## WORK TO BE COMPLETED
Tally how many lines of the data below contain the string "white". Reply with the number alone.

## ENTRIES PROVIDED
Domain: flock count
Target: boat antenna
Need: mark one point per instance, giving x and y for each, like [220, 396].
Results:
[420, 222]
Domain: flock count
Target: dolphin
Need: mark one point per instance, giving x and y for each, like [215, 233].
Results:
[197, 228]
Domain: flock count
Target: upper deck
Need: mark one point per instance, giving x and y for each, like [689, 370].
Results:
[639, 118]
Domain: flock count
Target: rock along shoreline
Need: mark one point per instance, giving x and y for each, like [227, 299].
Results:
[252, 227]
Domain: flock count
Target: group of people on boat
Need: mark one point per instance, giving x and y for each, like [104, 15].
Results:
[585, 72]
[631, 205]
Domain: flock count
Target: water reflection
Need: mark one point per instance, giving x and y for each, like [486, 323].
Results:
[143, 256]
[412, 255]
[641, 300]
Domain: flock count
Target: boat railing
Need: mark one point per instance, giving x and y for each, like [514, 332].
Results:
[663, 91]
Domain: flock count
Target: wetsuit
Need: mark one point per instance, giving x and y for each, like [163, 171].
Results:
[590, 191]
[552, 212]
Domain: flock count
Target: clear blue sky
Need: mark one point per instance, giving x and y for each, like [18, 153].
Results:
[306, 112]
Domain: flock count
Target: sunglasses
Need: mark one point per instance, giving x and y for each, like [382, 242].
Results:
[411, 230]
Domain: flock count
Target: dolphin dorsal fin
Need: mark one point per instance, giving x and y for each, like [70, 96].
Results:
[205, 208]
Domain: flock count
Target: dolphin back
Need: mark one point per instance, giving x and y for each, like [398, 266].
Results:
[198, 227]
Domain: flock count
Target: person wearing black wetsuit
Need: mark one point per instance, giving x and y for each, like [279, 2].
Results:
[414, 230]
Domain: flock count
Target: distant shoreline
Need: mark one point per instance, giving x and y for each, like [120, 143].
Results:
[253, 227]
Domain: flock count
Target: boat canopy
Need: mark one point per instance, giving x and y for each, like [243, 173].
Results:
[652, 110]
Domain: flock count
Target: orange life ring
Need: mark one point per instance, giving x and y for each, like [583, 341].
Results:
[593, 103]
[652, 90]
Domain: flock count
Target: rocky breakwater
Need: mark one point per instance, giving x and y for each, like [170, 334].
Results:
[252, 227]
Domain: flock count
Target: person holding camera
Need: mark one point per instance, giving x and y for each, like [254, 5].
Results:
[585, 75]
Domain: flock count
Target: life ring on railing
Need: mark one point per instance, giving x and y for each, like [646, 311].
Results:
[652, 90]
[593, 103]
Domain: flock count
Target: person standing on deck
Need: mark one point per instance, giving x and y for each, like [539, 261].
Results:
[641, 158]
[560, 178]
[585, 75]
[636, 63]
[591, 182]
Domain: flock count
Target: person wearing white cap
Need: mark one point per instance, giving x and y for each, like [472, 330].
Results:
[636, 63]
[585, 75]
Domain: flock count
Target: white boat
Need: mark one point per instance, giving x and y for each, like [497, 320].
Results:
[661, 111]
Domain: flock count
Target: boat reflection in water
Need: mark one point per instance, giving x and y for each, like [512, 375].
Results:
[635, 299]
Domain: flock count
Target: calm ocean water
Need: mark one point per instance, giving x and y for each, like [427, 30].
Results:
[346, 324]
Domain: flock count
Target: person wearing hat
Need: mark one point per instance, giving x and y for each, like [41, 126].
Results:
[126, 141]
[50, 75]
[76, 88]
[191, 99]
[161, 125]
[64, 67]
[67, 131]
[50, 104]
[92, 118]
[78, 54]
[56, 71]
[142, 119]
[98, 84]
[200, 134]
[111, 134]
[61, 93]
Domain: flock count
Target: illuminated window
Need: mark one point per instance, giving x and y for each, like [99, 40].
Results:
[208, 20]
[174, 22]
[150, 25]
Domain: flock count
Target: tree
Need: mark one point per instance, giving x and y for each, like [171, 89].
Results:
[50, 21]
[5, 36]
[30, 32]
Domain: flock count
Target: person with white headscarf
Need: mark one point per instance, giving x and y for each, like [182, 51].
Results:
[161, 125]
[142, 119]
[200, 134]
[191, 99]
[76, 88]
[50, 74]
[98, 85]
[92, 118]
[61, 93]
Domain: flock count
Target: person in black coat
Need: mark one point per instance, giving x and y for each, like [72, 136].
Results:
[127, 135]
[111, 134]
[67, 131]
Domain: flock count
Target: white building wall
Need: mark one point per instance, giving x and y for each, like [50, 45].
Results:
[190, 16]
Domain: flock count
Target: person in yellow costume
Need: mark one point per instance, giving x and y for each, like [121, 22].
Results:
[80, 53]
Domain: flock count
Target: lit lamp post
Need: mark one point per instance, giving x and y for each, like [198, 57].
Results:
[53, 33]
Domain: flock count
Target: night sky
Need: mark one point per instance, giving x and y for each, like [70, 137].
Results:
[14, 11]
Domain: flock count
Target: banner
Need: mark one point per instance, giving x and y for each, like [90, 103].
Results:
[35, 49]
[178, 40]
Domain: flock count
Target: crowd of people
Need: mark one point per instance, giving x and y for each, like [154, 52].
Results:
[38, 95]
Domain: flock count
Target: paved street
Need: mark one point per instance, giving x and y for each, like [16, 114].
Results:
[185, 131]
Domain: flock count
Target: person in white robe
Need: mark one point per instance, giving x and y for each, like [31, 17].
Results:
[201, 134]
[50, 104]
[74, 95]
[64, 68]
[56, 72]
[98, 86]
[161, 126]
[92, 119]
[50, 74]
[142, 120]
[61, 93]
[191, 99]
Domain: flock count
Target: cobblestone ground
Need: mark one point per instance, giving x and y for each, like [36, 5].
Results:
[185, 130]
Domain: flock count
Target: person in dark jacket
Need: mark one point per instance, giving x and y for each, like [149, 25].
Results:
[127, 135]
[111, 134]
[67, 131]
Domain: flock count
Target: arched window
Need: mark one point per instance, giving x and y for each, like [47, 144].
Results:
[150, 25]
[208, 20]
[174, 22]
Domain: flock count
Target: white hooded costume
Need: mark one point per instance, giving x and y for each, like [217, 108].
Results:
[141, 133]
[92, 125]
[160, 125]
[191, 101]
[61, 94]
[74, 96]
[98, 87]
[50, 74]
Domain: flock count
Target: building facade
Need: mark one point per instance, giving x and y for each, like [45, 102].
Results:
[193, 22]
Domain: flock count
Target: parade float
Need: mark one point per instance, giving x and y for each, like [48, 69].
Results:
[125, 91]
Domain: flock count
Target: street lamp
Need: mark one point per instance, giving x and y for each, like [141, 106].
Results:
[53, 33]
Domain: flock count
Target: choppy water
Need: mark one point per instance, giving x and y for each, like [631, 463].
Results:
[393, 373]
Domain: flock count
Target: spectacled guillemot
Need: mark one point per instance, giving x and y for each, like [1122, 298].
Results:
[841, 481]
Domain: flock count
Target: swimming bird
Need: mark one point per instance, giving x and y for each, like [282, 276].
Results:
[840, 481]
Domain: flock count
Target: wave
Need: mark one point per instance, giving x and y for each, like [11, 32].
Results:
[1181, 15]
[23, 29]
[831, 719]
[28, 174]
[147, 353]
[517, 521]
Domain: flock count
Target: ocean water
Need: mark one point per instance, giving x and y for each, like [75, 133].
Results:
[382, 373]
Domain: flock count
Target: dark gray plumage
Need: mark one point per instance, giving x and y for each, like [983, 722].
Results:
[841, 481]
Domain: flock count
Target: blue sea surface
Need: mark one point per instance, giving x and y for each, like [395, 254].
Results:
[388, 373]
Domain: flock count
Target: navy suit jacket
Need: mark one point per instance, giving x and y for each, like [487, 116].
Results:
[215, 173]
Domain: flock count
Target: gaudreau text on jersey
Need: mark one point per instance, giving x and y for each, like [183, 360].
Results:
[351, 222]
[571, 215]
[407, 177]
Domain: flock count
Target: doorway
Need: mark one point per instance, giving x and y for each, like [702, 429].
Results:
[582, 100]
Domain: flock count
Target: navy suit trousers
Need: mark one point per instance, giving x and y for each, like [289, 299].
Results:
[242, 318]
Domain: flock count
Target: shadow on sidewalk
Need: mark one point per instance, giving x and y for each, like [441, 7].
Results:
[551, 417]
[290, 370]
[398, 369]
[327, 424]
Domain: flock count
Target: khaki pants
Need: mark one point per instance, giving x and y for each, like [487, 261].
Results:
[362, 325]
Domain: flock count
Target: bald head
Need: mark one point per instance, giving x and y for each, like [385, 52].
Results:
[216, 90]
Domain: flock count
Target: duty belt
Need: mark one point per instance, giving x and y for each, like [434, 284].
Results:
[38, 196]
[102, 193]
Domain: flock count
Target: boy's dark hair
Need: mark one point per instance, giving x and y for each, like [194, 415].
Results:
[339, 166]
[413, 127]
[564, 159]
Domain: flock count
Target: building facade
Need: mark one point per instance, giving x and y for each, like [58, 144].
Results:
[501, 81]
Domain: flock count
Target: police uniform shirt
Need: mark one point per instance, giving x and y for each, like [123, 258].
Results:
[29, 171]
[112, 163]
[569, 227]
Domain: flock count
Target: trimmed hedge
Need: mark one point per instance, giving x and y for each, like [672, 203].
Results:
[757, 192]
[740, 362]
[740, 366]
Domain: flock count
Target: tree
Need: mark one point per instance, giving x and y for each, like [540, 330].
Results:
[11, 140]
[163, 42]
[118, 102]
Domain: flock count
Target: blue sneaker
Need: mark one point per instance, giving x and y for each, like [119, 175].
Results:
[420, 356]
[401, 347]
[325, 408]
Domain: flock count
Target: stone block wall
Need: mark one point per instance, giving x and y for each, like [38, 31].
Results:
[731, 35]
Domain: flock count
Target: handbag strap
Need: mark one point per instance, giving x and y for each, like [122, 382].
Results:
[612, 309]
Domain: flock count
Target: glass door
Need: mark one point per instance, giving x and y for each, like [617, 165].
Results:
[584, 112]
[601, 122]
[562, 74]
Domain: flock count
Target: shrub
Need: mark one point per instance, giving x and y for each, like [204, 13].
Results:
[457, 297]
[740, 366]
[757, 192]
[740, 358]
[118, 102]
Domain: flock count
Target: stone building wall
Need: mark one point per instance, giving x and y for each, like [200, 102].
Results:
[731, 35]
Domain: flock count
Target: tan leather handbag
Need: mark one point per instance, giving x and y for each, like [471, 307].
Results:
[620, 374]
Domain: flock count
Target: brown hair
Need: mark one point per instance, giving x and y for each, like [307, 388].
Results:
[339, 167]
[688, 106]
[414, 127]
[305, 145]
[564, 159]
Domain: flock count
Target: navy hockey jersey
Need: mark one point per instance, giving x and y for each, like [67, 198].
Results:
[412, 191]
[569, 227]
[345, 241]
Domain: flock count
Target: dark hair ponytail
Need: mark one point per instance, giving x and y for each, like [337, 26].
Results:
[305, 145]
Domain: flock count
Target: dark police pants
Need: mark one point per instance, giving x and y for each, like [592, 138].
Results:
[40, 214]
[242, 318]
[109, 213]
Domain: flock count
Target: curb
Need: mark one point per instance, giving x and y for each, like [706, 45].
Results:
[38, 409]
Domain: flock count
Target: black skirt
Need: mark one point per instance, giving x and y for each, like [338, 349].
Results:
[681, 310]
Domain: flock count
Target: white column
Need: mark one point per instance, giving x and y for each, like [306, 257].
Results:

## ANSWER TO THIS TASK
7